* Records to process
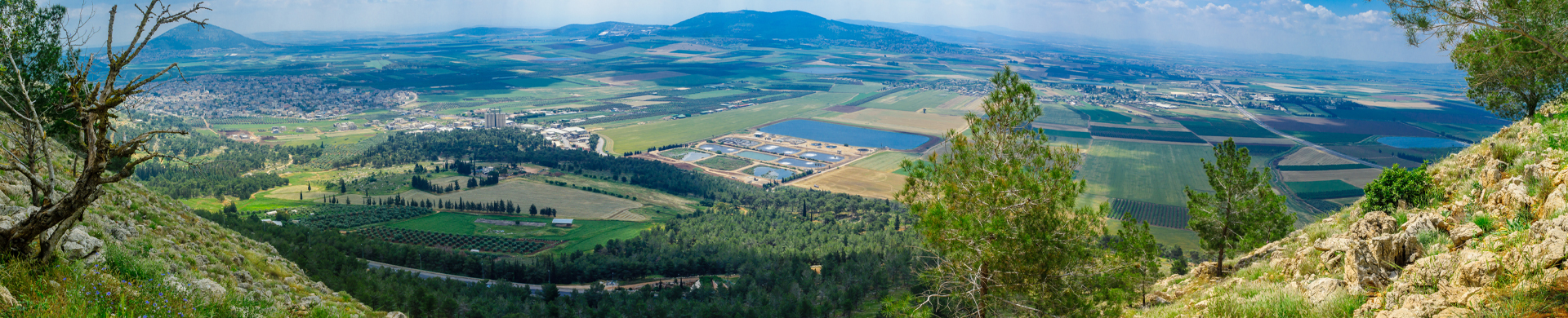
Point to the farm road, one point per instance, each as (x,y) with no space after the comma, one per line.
(1281,134)
(565,290)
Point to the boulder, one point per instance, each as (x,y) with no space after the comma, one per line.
(1363,270)
(78,245)
(1426,223)
(1321,290)
(1371,224)
(1396,250)
(1454,312)
(7,301)
(1463,234)
(1477,268)
(209,289)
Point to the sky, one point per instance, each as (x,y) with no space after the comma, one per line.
(1332,29)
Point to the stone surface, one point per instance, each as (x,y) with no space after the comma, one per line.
(78,245)
(209,289)
(1454,312)
(1321,290)
(1463,234)
(1371,224)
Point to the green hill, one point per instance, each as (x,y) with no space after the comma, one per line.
(192,37)
(800,25)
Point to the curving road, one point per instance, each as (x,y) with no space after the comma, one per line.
(1237,105)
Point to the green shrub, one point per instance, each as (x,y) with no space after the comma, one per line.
(1396,188)
(1484,221)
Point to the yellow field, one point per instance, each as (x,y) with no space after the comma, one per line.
(906,121)
(1358,178)
(884,161)
(857,180)
(1313,157)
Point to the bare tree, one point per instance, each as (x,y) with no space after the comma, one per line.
(78,112)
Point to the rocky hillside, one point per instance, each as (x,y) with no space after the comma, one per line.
(1491,245)
(136,243)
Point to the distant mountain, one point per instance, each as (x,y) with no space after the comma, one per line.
(604,29)
(949,33)
(192,37)
(802,27)
(315,37)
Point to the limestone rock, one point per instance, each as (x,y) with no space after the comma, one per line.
(1394,250)
(1321,290)
(1477,268)
(1454,312)
(1363,270)
(209,289)
(1463,234)
(1371,224)
(82,246)
(1426,223)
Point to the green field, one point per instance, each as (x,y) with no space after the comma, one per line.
(707,126)
(911,100)
(571,202)
(1145,171)
(884,161)
(584,236)
(1324,190)
(724,163)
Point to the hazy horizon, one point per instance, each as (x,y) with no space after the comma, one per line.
(1336,29)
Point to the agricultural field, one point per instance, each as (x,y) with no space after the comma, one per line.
(1324,190)
(1160,215)
(884,161)
(455,241)
(582,236)
(855,180)
(1145,171)
(707,126)
(725,163)
(911,100)
(572,204)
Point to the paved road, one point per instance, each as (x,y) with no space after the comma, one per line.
(1281,134)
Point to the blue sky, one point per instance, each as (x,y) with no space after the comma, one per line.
(1334,29)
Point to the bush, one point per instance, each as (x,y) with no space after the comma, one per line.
(1396,188)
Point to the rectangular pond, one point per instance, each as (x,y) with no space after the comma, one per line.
(823,157)
(778,149)
(770,173)
(756,156)
(800,163)
(845,135)
(715,148)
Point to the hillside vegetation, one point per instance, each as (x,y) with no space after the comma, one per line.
(146,254)
(1491,243)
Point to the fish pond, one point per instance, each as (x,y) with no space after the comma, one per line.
(770,171)
(845,135)
(823,157)
(715,148)
(1419,141)
(756,156)
(800,163)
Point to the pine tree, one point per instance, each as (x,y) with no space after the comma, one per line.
(1242,212)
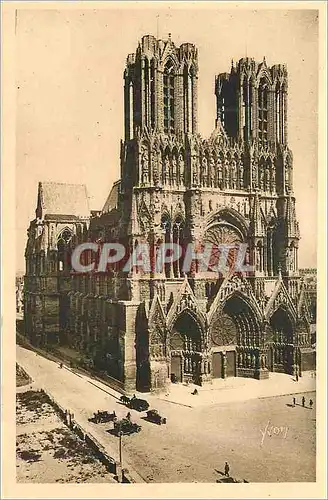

* Problem statement
Copy the data verbatim, starting with the line that contains "Point to the hazy" and continuing through the final line of the data. Leave out any pictures.

* Expected output
Point to the hazy horizon, one point per instance, each as (x,y) with no space after the comma, one per line.
(1336,29)
Point to the agricultural field, one point per instance, each as (x,y) with no space after the comma, one per line.
(1324,190)
(1160,215)
(884,161)
(455,241)
(582,236)
(855,180)
(1145,171)
(707,126)
(725,163)
(911,100)
(572,204)
Point to the paved road, one point per instance, each as (x,y) with no space after the comma, one per line.
(1281,134)
Point to the blue sky, one point per instance, each as (x,y) with no space after the comma, one per line.
(1334,29)
Point to the bush, one point per instance, each as (x,y) with no space after the comma, one per line.
(1396,188)
Point to the rectangular pond, one point per instance, each as (x,y) with no space after the comma, one per line.
(823,157)
(778,149)
(770,173)
(756,156)
(800,163)
(845,135)
(715,148)
Point to the hillside vegetation, one point per instance, each as (x,y) with no space after the comma, one per line.
(146,254)
(1491,243)
Point to the fish pond, one point per instance, each as (x,y) with no space after the comma, one per line.
(770,171)
(845,135)
(823,157)
(715,148)
(1419,141)
(756,156)
(800,163)
Point to the pine tree, one point per instance, each as (x,y) with no space after the comma, one per line.
(1242,212)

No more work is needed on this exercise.